• Text segment:
____________

India's drug market to 'triple'

28th August 2007

India's growing middle class, coupled with rising investment in healthcare facilities and the spread of chronic diseases, will all contribute to a sharp rise in demand for pharmaceuticals there over the next few years, a major consultancy said.


The country's pharmaceuticals market will more than triple to US$20bn by 2015 according to consultancy firm McKinsey.

McKinsey predicts a growth rate that will rank India 10th globally in that year. The country's drug market was rated 14th largest in the world just two years ago, worth US$6.1 billion in 2005 and US$3.4 billion in 2000 in terms of retail sales.

McKinsey's forecast implies a compounded annual growth rate of 12.3%, compared with 9% from 2000 to 2005.

The boom in demand for pharmaceuticals is the result of the growing incidence of chronic diseases like diabetes, heart disease and cancer as more and more people can afford a middle class lifestyle.

These factors would also fuel demand for health insurance and lead to greater corporate diversification and innovation, McKinsey predicted.

One of the main growth areas at the moment is in privately invested corporate hospitals. These will boost the total number of hospital beds and doctors, both of which are expected to double by 2015. This would mean an additional two million hospital beds and an extra 400,000 doctors, it said.

This, however, would also fuel demand for public health professionals, and would also highlight the need for an overhaul of Indian medical training practices.

Health insurance, whose growth has been hampered by a lack of quality facilities, is expected to double by 2015 to cover 220m people, said McKinsey. Indian private hospital chain Apollo and DKV, Europe’s largest private health insurer, this month launched a health insurance joint venture in India.

McKinsey published its report as Swiss pharma giant Novartis announced plans to scale back research and development in India after it lost a controversial court case challenging India’s patent laws.

Meanwhile, the Indian government’s National Pharmaceutical Pricing Authority still operates pricing controls over drugs, which analysts identified as a possible hurdle to future growth prospects in the sector.

____________

• Exercise data:
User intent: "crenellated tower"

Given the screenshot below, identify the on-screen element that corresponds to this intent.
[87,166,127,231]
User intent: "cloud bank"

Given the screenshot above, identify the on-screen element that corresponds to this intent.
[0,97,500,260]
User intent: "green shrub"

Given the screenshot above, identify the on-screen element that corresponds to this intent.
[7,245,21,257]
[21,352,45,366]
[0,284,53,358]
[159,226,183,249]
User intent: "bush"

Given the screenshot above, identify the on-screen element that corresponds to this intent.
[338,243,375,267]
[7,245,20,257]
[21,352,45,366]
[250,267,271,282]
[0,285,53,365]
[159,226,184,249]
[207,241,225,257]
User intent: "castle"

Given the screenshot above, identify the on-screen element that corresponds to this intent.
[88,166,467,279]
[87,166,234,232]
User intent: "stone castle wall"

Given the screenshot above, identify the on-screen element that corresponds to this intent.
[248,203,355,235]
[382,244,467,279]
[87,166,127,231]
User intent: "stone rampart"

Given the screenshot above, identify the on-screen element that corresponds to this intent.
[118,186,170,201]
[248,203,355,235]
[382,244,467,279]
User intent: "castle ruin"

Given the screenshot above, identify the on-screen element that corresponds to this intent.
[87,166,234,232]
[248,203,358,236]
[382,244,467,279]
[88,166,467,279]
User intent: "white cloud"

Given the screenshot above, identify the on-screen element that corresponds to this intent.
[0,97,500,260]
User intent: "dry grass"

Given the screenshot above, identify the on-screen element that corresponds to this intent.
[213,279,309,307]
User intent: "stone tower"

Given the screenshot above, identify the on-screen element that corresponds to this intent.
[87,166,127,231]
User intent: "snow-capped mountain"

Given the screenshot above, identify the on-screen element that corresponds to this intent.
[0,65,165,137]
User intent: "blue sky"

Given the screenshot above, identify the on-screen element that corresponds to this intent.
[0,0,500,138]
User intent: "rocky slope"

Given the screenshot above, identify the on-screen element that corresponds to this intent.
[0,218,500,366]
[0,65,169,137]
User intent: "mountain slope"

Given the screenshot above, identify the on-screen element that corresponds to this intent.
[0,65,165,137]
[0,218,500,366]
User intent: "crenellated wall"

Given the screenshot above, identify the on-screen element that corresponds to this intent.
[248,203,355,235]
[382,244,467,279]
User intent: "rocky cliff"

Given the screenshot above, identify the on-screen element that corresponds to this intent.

____________

• Activity: Please write out the part of the article on India's drug market from "These factors would" up to and including "doctors, it said.". These entries have no connection to the article on India's drug market.

• Answer to this task:
These factors would also fuel demand for health insurance and lead to greater corporate diversification and innovation, McKinsey predicted.

One of the main growth areas at the moment is in privately invested corporate hospitals. These will boost the total number of hospital beds and doctors, both of which are expected to double by 2015. This would mean an additional two million hospital beds and an extra 400,000 doctors, it said.